== Excerpt ==

Human Lysophosphatidic Acid Receptor 1

Lysophosphatidic Acid

Figure 1: Chemical Structure of LPA (monoacyl-sn-glycero-3-phosphate)
Figure 1: Chemical Structure of LPA (monoacyl-sn-glycero-3-phosphate)

Lysophosphatidic Acid (LPA) consists of an unsaturated fatty acid chain, a glycerol backbone, and a free phosphate group (Figure 1). Lysophosphatidic acid is found in nearly all cells, tissues, and fluids of the body.[1] LPA is present intracellularly as a precursor of phospholipid biosynthesis, and extracellularly as a signalling phospholipid.

Extracellularly, LPA is produced from lysophosphatidylcholine by the enzyme autotaxin.[1] Autotaxin was originally linked with metastasis, and this link was later discovered to be mediated through the production of LPA, which signals cell proliferation.[2] All of LPA’s activities are receptor mediated; the signalling lipid interacts with at least six G-protein coupled receptors LPA1-LPA6.

===
== Listed records ==

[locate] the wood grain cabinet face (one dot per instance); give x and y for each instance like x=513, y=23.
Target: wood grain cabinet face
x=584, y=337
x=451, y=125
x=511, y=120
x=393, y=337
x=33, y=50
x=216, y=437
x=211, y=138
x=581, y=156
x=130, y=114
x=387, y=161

===

# Tasks to carry out:
a - Revise everything in the LPA text from "Lysophosphatidic Acid (LPA)" down to "coupled receptors LPA1-LPA6.", changing "signalling" to "signaling".
b - According to the LPA text, why was autotaxin's link with metastasis found to run through LPA?
c - Do these statements agree with the LPA text? Answer yes or no for each, quoting the deciding words. (i) LPA contains a saturated fatty acid chain. (ii) Inside cells, LPA serves as a precursor of phospholipid biosynthesis. (iii) Some of LPA's activities take place without receptors.
These data were taken from a separate source.

# Solutions to the tasks:
a -
Lysophosphatidic Acid (LPA) consists of an unsaturated fatty acid chain, a glycerol backbone, and a free phosphate group (Figure 1). Lysophosphatidic acid is found in nearly all cells, tissues, and fluids of the body.[1] LPA is present intracellularly as a precursor of phospholipid biosynthesis, and extracellularly as a signaling phospholipid.

Extracellularly, LPA is produced from lysophosphatidylcholine by the enzyme autotaxin.[1] Autotaxin was originally linked with metastasis, and this link was later discovered to be mediated through the production of LPA, which signals cell proliferation.[2] All of LPA’s activities are receptor mediated; the signaling lipid interacts with at least six G-protein coupled receptors LPA1-LPA6.

b - Autotaxin produces LPA extracellularly from lysophosphatidylcholine, and LPA signals cell proliferation. The metastasis link was later found to be mediated through this production of LPA.

c -
(i) No: "an unsaturated fatty acid chain"
(ii) Yes: "LPA is present intracellularly as a precursor of phospholipid biosynthesis"
(iii) No: "All of LPA’s activities are receptor mediated"